» EXTRACTED TEXT:
################

Plant Collector – Camellia sinensis

Grown to harvest for tea, rather than its floral display - Camellia sinensis

Grown to harvest for tea, rather than its floral display - Camellia sinensis

Despite being one of the first camellias of the season to flower, Camellia sinensis is not grown for its floral display but as a crop. It is the tea camellia. All tea comes from the same plant. Whether it is green tea, oolong tea or black tea depends not on the plant variety but on how it is dried, fermented and roasted. The preparation of quality teas takes a skill level on a par with roasting coffee or making wine. You can, however, harvest easily for home consumption, unlike wine and coffee. Green tea is unfermented and the leaves can be used fresh or dried. Oolong tea is lightly fermented (or sweated) and very lightly roasted. Further along the line is the fully fermented and roasted black tea. For the very best quality, you only pick the three leaves of fresh growth. By picking, you encourage the plant to continue pushing out fresh growth.

################

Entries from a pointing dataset
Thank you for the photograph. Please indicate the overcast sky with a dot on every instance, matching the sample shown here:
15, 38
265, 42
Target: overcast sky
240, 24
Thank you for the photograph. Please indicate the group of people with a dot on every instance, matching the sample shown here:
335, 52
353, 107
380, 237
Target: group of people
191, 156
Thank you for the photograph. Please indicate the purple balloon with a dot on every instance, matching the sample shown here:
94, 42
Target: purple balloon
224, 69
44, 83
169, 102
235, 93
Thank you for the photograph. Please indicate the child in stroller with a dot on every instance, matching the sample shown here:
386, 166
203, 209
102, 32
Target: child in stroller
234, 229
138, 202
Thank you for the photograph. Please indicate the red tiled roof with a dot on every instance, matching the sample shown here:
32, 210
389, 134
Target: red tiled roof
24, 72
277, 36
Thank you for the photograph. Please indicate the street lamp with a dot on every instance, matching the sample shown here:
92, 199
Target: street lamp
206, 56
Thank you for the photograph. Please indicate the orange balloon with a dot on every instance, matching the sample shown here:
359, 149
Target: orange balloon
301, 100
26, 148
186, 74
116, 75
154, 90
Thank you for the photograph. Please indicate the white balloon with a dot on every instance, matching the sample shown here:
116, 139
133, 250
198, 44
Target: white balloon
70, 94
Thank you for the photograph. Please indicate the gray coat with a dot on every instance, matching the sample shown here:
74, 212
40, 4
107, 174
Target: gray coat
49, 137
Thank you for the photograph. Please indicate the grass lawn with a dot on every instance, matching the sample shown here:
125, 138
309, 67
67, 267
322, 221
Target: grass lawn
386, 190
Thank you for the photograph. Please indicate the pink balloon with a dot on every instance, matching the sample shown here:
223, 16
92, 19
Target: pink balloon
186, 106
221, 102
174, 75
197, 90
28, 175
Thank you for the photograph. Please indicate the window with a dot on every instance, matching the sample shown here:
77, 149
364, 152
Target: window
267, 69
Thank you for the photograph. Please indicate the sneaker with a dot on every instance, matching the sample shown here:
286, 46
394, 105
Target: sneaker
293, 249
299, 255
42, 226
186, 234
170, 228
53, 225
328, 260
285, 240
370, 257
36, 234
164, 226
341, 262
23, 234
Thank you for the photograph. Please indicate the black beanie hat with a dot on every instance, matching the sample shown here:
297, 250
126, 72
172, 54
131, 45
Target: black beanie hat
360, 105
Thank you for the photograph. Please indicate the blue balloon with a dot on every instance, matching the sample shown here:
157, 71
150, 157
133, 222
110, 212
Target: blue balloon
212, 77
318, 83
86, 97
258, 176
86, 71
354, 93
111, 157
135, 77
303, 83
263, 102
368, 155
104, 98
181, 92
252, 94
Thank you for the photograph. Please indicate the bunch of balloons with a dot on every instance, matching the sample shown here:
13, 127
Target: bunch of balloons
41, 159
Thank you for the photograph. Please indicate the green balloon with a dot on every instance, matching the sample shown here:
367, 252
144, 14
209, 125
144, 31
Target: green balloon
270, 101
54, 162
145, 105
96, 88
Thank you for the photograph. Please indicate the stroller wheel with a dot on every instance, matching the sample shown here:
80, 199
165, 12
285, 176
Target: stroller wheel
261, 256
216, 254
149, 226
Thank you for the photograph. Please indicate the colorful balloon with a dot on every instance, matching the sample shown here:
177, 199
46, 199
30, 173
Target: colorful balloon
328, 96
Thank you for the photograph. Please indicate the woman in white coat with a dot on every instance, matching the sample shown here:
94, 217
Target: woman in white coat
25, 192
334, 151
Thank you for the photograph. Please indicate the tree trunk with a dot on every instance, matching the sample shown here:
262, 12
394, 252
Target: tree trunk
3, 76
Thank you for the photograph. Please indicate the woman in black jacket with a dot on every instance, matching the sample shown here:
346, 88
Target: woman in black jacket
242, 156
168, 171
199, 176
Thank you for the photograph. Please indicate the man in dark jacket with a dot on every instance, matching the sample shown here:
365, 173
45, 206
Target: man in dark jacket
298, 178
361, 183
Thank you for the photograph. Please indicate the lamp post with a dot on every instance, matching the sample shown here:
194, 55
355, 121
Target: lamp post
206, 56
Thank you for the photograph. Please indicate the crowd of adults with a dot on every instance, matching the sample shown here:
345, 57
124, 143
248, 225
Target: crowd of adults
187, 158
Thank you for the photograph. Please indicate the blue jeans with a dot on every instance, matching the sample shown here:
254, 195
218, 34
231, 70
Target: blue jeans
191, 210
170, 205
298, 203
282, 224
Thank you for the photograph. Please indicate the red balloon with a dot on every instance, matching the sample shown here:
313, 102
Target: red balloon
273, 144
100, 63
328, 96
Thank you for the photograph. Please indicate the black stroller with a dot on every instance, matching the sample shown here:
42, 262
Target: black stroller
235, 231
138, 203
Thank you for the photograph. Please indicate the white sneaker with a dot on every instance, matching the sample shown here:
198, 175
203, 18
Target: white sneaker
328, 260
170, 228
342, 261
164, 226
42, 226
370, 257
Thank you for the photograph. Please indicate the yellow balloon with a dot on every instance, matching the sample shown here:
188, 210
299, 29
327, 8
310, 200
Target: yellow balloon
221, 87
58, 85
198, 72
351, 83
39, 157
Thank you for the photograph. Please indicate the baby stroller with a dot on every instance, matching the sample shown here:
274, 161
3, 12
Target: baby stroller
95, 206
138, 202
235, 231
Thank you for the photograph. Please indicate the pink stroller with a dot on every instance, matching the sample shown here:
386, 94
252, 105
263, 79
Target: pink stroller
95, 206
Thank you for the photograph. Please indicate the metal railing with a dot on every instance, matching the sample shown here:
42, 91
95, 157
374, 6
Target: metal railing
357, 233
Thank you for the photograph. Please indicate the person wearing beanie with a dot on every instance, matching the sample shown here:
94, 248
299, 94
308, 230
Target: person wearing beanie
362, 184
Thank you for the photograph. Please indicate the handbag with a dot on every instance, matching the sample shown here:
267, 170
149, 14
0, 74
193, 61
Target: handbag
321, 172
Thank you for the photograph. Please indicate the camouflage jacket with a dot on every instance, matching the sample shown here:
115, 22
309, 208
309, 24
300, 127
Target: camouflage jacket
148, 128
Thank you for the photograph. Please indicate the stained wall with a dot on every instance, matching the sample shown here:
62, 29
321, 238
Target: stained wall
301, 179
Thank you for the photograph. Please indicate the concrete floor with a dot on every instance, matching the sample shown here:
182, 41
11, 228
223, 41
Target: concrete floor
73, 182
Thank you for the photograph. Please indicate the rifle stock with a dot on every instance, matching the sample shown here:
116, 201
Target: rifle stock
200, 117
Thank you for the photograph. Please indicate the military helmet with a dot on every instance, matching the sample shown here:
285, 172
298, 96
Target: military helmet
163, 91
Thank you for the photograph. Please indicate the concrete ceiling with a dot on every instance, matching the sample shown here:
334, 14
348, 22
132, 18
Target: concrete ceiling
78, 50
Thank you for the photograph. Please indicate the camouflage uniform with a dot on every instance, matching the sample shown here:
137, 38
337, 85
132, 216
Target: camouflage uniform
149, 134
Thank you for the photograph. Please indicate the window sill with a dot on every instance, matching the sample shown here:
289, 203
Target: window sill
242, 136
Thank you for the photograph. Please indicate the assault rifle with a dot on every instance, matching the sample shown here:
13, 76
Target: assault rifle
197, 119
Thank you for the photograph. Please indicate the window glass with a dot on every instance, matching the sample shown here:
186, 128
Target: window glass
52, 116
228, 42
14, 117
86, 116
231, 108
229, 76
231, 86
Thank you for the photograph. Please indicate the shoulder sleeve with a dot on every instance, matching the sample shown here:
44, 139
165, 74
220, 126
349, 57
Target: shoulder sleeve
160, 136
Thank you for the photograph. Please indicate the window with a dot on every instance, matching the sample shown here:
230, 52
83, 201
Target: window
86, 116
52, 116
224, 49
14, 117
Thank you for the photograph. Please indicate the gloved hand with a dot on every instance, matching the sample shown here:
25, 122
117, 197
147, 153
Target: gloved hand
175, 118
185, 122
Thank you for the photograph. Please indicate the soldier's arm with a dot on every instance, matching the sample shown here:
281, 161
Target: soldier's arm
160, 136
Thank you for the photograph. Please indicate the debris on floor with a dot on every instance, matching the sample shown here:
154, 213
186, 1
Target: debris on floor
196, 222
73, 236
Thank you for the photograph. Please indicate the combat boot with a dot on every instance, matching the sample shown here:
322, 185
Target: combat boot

################

» GOAL A: Return the part of the text on the tea camellia starting at "Despite being one" and ending at "out fresh growth.", copied word for word.
» GOAL B: Take the text on the tea camellia further, picking up after its last sentence.

» EXPECTED OUTPUT A:
Despite being one of the first camellias of the season to flower, Camellia sinensis is not grown for its floral display but as a crop. It is the tea camellia. All tea comes from the same plant. Whether it is green tea, oolong tea or black tea depends not on the plant variety but on how it is dried, fermented and roasted. The preparation of quality teas takes a skill level on a par with roasting coffee or making wine. You can, however, harvest easily for home consumption, unlike wine and coffee. Green tea is unfermented and the leaves can be used fresh or dried. Oolong tea is lightly fermented (or sweated) and very lightly roasted. Further along the line is the fully fermented and roasted black tea. For the very best quality, you only pick the three leaves of fresh growth. By picking, you encourage the plant to continue pushing out fresh growth.

» EXPECTED OUTPUT B:
Camellias, as we all know, grow extremely well in New Zealand. The first attempts to grow sinensis commercially failed because of the site – cold inland valleys of Nelson. The frosts burned the desirable new growths. There is now a Taiwanese plantation near Hamilton which specialises in high quality oolong tea for the Chinese market. Most C. sinensis flower white. This form has flowers in dusky pink, but still tiny. The leaves are not like a common shiny japonica, being longer, crinkly and softer. We grow it in the vegetable garden and keep it to about 1.5m high x 1.2 m wide. Should Armageddon strike, we will have to drop coffee off the menu but we can still drink tea. I will just have to find out which bergamot is added in order to replicate our favourite Earl Grey tea.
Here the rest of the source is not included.